Pourquoi les commérages fonctionnent
Que J. et S. aient flirté à la fête du personnel. Que le/la stagiaire s’affiche légèrement vêtu(e) sur Instagram. Que N. ait postulé ailleurs et que P. gagne beaucoup plus. Qu’il s’agisse d’histoires de bureau ou de problèmes de salaire : nous participons tous volontiers aux commérages. Et même si les ragots ont mauvaise réputation, ils peuvent aussi apporter une vraie valeur ajoutée à la culture d’entreprise. Comment ça ?
Avant toute chose. Avant de mettre en lumière les aspects positifs des potins, une petite mise en garde s’impose : les commérages ne sont pas toujours constructifs. Propager délibérément des mensonges ou des rumeurs malveillantes fait plus de mal que de bien. Ce type de bavardage finit souvent par se transformer en harcèlement, qu’il vaut mieux étouffer dans l’œuf—en confrontant, en discutant, et si nécessaire, en se séparant.
L’excuse : commérer est dans notre nature
Mais… “Il n’y a qu’une chose pire que d’être l’objet de ragots, c’est de ne pas l’être du tout” si l’on en croit Oscar Wilde. Les ragots font partie intégrante de l’être humain.
La sagesse managériale classique affirme que les commérages sont destructeurs dans une culture organisationnelle saine… Pourtant, les recherches anthropologiques montrent que l’échange informel d’informations remplit une fonction sociale essentielle.
“Il n’y a qu’une chose pire que d’être l’objet de ragots, c’est de ne pas l’être du tout”
(Oscar Wilde)

* _Travail à faire_:
**A)** D'après le texte sur les commérages au bureau, quelle fonction l'échange informel d'informations remplit-il selon les recherches anthropologiques ?
**B)** Rédigez la suite du texte sur les commérages au bureau, en reprenant là où il s'arrête.

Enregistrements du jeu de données
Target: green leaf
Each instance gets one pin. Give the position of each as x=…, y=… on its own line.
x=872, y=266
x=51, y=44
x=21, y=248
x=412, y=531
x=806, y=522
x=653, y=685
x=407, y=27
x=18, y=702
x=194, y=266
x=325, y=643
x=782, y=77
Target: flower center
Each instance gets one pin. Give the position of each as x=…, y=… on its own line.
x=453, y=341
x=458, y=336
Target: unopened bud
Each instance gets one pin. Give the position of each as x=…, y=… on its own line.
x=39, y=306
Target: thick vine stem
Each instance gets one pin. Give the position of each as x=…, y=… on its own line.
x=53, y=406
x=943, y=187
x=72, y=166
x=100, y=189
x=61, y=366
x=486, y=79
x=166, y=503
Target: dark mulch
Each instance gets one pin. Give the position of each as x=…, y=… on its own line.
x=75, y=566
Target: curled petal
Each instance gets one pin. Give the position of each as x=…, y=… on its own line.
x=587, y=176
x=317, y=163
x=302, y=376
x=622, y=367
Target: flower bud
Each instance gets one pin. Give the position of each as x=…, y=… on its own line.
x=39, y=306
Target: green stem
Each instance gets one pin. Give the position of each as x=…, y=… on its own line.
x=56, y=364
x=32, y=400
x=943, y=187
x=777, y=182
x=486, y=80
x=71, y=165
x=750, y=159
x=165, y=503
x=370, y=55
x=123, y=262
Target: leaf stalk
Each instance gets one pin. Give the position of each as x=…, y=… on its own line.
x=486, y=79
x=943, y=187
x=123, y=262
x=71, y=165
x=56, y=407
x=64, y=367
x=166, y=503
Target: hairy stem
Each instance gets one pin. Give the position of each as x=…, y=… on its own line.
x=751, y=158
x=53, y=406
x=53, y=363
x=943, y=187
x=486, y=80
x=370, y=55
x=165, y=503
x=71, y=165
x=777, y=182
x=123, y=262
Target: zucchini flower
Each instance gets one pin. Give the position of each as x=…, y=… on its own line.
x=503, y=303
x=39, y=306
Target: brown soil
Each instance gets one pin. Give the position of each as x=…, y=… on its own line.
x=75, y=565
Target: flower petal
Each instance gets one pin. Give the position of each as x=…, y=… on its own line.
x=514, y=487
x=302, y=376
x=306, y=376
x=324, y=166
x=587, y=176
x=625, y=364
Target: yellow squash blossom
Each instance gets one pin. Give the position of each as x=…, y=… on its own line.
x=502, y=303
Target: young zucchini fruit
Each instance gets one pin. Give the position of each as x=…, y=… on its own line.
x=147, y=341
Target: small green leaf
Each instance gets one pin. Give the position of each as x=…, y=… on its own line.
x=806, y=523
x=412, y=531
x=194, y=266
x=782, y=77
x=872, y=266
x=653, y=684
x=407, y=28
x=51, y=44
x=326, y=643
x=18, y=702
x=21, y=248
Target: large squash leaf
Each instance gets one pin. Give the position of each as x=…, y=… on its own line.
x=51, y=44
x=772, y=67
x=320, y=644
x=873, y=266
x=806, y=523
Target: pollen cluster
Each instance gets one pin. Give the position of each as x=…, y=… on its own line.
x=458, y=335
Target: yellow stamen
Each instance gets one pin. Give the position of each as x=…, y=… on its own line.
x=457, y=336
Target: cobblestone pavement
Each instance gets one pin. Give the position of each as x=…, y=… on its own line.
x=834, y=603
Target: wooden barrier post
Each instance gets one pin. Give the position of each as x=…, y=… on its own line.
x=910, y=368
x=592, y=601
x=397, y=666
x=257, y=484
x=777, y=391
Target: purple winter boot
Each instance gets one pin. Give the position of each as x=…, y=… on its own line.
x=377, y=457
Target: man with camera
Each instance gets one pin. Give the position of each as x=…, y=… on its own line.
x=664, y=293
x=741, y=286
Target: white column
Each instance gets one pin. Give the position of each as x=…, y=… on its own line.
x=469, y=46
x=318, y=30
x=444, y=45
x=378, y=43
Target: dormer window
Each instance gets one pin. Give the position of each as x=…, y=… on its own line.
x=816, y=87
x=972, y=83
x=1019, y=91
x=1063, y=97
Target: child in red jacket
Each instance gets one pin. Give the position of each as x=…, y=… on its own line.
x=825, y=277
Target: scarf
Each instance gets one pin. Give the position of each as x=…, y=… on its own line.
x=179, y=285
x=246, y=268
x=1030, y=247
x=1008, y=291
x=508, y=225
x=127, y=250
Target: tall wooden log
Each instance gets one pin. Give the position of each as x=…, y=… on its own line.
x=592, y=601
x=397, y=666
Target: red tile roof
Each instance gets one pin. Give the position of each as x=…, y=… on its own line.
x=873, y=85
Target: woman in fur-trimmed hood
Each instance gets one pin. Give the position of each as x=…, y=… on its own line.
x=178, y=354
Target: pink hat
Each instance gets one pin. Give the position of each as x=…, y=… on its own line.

* _Corrigé_:
**A)** Il remplit une fonction sociale essentielle.

**B)**
Fait 1 : Cela révèle quelque chose sur la culture d’entreprise
Qu’un collègue arrive en short et sandales, ou ne se mette à son bureau qu’à 9h30 ? Ces commérages illustrent quels comportements sont tolérés au sein d’une organisation. Ce sont des “règles non écrites”, bien utiles pour les nouveaux arrivants !
Vous vous écartez de la norme dans votre équipe ? Vous adoptez un comportement perçu comme “asocial” ? Les commérages servent alors de signal d’alerte. Grâce à ces avertissements implicites, les collègues apprennent à qui ils peuvent faire confiance ou non.
Les commérages illustrent les règles non écrites : utiles pour les nouveaux employés !
Fait 2 : Les ragots créent des liens
Partager des anecdotes personnelles anodines renforce les liens sociaux entre collègues. Cela génère un sentiment de sécurité et jette les bases de la confiance. Résultat ? Une meilleure collaboration et un engagement accru—envers les collègues et l’entreprise.
Charlotte De Backer, spécialiste des ragots et professeure à l’Université d’Anvers : “Les gens aiment se sentir confirmés dans leurs ressentis. Cela leur montre qu’ils ne sont pas seuls et qu’ils font partie d’un groupe. Par exemple, si vous ressentez une antipathie pour un collègue, ça fait du bien de constater que d’autres ressentent la même chose. Cela crée un lien, même avec des gens que vous connaissez peu.”
“Les gens aiment se sentir confirmés dans leurs ressentis.
Ils se sentent moins seuls et davantage intégrés au groupe.”(Charlotte De Backer, Université d’Anvers)
Fait 3 : Cela permet de rester connecté à ce qui se passe
La communication informelle révèle en temps réel ce que les gens ressentent, pensent, et ce qui se trame en coulisses. Elle met en lumière des tensions, des mécontentements vis-à-vis de certaines décisions ou des conflits latents, bien plus vite que les canaux formels de feedback.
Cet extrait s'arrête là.